* _DESCRIPTION OF THE TASK_: Turn every line of the items below into a JSON list of strings, with one string per line and no blank lines.

* _MATERIAL FOR THE TASK_:
+===+

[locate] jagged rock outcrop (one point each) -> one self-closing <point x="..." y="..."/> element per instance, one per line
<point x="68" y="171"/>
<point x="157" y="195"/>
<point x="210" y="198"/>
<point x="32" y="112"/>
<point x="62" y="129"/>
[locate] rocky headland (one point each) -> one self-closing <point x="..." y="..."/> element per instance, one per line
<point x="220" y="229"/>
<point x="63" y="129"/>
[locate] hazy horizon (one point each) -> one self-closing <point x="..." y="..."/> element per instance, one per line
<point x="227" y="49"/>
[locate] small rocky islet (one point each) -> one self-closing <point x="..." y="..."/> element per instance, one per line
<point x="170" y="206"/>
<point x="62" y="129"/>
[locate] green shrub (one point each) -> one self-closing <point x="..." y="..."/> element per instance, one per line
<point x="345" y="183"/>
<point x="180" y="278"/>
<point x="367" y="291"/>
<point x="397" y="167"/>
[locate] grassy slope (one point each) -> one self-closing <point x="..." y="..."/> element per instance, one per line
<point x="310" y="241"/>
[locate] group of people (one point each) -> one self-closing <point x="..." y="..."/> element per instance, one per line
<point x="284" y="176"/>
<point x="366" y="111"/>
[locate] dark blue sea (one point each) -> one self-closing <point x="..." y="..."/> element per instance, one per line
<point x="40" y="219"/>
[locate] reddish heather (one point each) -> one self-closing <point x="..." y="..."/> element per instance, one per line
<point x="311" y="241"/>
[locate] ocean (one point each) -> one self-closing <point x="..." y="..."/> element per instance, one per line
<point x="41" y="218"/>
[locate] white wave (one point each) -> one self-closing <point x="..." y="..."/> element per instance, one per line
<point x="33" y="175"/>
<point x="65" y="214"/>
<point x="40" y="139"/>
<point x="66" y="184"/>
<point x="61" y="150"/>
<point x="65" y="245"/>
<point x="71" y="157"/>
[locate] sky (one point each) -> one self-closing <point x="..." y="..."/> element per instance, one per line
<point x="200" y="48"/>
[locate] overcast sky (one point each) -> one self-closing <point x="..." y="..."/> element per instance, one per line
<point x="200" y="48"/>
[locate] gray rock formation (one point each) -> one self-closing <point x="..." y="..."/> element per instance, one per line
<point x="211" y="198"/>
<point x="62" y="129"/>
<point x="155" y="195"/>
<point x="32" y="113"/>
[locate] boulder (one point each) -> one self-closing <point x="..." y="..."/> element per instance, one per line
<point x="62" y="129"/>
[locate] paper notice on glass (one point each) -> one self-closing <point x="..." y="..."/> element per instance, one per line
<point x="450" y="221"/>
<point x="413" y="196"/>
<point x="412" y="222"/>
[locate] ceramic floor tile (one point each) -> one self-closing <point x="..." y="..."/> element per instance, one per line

+===+

* _WRITTEN SOLUTION_:
[
  "[locate] jagged rock outcrop (one point each) -> one self-closing <point x=\"...\" y=\"...\"/> element per instance, one per line",
  "<point x=\"68\" y=\"171\"/>",
  "<point x=\"157\" y=\"195\"/>",
  "<point x=\"210\" y=\"198\"/>",
  "<point x=\"32\" y=\"112\"/>",
  "<point x=\"62\" y=\"129\"/>",
  "[locate] rocky headland (one point each) -> one self-closing <point x=\"...\" y=\"...\"/> element per instance, one per line",
  "<point x=\"220\" y=\"229\"/>",
  "<point x=\"63\" y=\"129\"/>",
  "[locate] hazy horizon (one point each) -> one self-closing <point x=\"...\" y=\"...\"/> element per instance, one per line",
  "<point x=\"227\" y=\"49\"/>",
  "[locate] small rocky islet (one point each) -> one self-closing <point x=\"...\" y=\"...\"/> element per instance, one per line",
  "<point x=\"170\" y=\"206\"/>",
  "<point x=\"62\" y=\"129\"/>",
  "[locate] green shrub (one point each) -> one self-closing <point x=\"...\" y=\"...\"/> element per instance, one per line",
  "<point x=\"345\" y=\"183\"/>",
  "<point x=\"180\" y=\"278\"/>",
  "<point x=\"367\" y=\"291\"/>",
  "<point x=\"397\" y=\"167\"/>",
  "[locate] grassy slope (one point each) -> one self-closing <point x=\"...\" y=\"...\"/> element per instance, one per line",
  "<point x=\"310\" y=\"241\"/>",
  "[locate] group of people (one point each) -> one self-closing <point x=\"...\" y=\"...\"/> element per instance, one per line",
  "<point x=\"284\" y=\"176\"/>",
  "<point x=\"366\" y=\"111\"/>",
  "[locate] dark blue sea (one point each) -> one self-closing <point x=\"...\" y=\"...\"/> element per instance, one per line",
  "<point x=\"40\" y=\"219\"/>",
  "[locate] reddish heather (one point each) -> one self-closing <point x=\"...\" y=\"...\"/> element per instance, one per line",
  "<point x=\"311\" y=\"241\"/>",
  "[locate] ocean (one point each) -> one self-closing <point x=\"...\" y=\"...\"/> element per instance, one per line",
  "<point x=\"41\" y=\"218\"/>",
  "[locate] white wave (one point each) -> one self-closing <point x=\"...\" y=\"...\"/> element per instance, one per line",
  "<point x=\"33\" y=\"175\"/>",
  "<point x=\"65\" y=\"214\"/>",
  "<point x=\"40\" y=\"139\"/>",
  "<point x=\"66\" y=\"184\"/>",
  "<point x=\"61\" y=\"150\"/>",
  "<point x=\"65\" y=\"245\"/>",
  "<point x=\"71\" y=\"157\"/>",
  "[locate] sky (one point each) -> one self-closing <point x=\"...\" y=\"...\"/> element per instance, one per line",
  "<point x=\"200\" y=\"48\"/>",
  "[locate] overcast sky (one point each) -> one self-closing <point x=\"...\" y=\"...\"/> element per instance, one per line",
  "<point x=\"200\" y=\"48\"/>",
  "[locate] gray rock formation (one point each) -> one self-closing <point x=\"...\" y=\"...\"/> element per instance, one per line",
  "<point x=\"211\" y=\"198\"/>",
  "<point x=\"62\" y=\"129\"/>",
  "<point x=\"155\" y=\"195\"/>",
  "<point x=\"32\" y=\"113\"/>",
  "[locate] boulder (one point each) -> one self-closing <point x=\"...\" y=\"...\"/> element per instance, one per line",
  "<point x=\"62\" y=\"129\"/>",
  "[locate] paper notice on glass (one point each) -> one self-closing <point x=\"...\" y=\"...\"/> element per instance, one per line",
  "<point x=\"450\" y=\"221\"/>",
  "<point x=\"413\" y=\"196\"/>",
  "<point x=\"412\" y=\"222\"/>",
  "[locate] ceramic floor tile (one point each) -> one self-closing <point x=\"...\" y=\"...\"/> element per instance, one per line"
]